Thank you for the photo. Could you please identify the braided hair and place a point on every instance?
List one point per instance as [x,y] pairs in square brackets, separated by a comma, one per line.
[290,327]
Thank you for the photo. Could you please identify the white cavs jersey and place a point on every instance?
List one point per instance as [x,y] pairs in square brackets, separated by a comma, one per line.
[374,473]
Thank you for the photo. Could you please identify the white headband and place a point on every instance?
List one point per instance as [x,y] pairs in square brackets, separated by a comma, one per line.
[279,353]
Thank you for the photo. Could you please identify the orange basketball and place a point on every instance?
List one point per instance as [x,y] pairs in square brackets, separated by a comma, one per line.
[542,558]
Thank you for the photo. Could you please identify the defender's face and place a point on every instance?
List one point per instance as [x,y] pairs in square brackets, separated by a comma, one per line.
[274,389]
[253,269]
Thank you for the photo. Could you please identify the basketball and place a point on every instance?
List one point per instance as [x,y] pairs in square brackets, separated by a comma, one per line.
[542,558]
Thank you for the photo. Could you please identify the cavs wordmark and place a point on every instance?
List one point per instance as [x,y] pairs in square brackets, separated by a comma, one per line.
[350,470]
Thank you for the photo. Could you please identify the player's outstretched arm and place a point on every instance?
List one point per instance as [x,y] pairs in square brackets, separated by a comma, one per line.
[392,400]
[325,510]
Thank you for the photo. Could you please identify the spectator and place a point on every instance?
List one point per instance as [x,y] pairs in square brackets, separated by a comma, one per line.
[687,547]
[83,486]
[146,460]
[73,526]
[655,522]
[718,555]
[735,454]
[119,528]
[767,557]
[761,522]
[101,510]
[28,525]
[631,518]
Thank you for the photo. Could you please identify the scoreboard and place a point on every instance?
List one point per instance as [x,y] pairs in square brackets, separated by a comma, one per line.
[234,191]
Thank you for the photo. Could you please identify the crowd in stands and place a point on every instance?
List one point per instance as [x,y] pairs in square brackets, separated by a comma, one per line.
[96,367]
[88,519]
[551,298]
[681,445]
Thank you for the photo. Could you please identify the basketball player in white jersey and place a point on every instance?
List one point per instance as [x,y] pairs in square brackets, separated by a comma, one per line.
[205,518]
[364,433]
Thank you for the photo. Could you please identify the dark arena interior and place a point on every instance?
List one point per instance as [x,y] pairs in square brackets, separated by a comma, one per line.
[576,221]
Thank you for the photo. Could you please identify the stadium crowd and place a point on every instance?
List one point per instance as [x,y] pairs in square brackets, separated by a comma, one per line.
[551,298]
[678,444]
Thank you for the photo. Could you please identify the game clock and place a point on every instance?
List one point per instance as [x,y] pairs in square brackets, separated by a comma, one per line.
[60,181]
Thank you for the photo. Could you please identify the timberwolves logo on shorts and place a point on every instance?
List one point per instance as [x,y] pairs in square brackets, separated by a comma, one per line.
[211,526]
========================================================================
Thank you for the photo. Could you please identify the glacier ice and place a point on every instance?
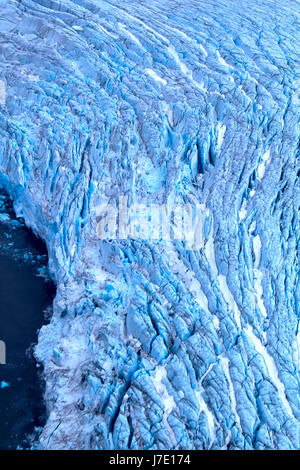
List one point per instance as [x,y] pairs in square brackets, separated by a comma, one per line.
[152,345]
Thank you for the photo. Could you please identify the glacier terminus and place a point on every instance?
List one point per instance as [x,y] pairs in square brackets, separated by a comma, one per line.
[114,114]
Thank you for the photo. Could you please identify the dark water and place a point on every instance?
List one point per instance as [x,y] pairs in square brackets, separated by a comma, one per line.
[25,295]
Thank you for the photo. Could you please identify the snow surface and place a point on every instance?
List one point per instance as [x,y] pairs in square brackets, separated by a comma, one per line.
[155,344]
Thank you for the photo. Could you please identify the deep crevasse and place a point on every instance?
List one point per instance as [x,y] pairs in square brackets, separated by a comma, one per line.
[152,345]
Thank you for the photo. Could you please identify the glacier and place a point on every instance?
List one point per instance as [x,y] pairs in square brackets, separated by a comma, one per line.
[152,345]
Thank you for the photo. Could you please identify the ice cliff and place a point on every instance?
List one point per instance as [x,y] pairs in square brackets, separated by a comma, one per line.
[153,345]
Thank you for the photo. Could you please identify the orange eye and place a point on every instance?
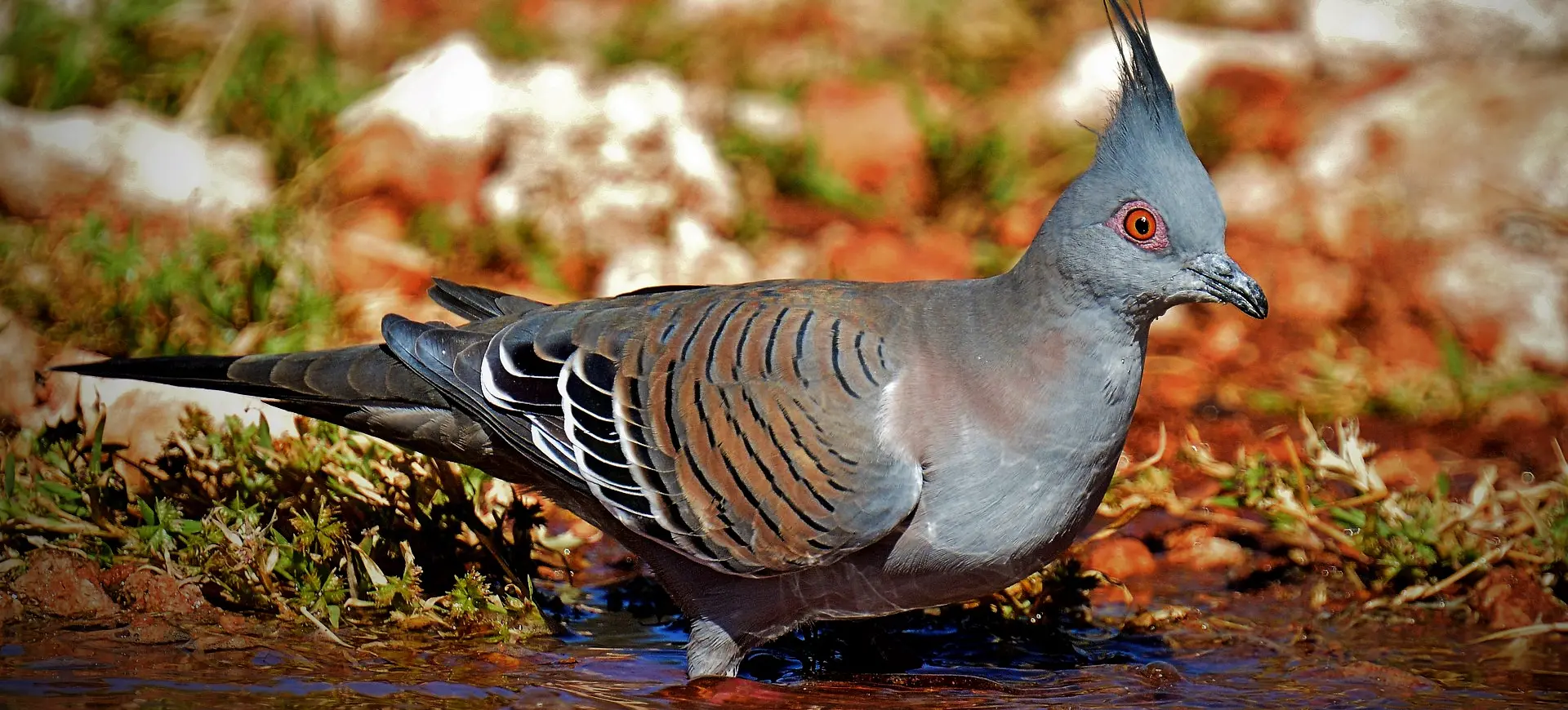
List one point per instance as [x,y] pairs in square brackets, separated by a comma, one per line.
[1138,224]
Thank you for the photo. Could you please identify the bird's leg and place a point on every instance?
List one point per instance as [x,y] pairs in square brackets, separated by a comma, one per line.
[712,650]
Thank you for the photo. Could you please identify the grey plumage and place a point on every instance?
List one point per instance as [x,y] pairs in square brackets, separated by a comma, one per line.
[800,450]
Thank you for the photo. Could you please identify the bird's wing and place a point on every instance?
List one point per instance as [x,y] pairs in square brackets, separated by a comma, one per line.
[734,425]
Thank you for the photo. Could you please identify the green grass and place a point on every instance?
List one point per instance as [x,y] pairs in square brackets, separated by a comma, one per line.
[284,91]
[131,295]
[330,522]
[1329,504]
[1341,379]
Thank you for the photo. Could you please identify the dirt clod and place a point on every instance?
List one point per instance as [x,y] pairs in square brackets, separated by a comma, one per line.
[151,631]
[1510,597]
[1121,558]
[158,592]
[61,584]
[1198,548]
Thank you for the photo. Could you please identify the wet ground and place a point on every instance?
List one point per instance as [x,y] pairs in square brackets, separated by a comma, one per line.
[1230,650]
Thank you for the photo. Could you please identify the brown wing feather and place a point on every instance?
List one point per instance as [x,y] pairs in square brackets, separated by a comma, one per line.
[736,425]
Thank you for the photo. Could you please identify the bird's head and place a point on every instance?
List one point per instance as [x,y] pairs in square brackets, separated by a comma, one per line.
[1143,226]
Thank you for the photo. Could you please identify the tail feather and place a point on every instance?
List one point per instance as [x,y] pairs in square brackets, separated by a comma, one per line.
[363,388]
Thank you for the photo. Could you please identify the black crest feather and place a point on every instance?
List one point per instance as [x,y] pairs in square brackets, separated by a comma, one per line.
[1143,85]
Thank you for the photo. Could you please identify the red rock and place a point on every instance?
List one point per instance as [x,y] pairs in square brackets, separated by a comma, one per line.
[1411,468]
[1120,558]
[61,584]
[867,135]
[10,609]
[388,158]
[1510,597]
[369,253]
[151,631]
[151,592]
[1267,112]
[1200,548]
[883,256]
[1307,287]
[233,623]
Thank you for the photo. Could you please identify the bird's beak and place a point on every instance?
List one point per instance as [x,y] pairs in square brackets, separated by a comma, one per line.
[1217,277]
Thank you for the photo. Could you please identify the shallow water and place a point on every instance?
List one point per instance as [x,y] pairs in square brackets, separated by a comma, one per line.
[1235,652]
========================================================================
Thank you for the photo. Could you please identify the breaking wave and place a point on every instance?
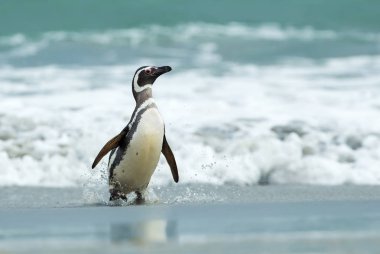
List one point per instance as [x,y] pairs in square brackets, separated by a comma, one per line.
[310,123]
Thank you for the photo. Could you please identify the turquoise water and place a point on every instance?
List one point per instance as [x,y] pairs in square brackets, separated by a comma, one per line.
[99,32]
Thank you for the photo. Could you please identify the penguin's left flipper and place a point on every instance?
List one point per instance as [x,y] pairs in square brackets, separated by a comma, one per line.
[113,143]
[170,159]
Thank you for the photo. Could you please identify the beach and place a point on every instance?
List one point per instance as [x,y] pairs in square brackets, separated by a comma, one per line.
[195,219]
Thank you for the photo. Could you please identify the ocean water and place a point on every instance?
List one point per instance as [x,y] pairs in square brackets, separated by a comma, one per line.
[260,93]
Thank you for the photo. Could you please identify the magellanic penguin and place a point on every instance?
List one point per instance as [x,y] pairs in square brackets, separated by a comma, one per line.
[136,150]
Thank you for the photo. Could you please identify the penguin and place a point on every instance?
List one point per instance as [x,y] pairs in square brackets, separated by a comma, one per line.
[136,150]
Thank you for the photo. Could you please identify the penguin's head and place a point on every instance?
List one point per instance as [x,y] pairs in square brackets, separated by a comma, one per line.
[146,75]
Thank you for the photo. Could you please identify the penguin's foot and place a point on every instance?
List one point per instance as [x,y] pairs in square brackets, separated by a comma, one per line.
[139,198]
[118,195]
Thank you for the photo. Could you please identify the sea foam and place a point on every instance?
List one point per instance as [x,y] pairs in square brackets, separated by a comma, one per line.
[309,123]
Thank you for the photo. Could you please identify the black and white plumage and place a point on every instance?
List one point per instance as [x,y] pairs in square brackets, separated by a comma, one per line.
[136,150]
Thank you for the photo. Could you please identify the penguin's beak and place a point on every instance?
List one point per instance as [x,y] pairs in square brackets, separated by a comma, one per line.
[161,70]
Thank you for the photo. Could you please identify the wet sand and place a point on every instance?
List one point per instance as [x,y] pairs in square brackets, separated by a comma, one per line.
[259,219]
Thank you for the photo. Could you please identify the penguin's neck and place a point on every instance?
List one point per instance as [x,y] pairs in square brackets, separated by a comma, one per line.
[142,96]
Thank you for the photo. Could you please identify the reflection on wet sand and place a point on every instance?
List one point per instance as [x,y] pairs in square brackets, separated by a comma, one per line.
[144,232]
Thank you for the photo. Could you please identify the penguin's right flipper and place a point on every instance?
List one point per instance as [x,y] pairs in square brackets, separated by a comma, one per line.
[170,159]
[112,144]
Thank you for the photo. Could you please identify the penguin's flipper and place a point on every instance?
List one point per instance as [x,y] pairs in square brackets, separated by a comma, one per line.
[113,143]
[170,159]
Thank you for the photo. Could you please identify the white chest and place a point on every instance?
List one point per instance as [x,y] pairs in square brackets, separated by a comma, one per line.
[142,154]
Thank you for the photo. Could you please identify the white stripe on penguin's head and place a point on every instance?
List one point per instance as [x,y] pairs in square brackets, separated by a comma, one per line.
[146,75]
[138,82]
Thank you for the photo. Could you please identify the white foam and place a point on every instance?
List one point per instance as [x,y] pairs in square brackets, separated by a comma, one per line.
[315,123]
========================================================================
**Task requirements**:
Which lines of the data above contain the word "beak", matched case-sensitively? Copy each of those lines in full.

**Reply to the task**:
Thank you for the photo. Could you please identify the bird's beak and place a point on every instance?
Thank you for the photo. Could you please identify the penguin's beak and place a point on every instance?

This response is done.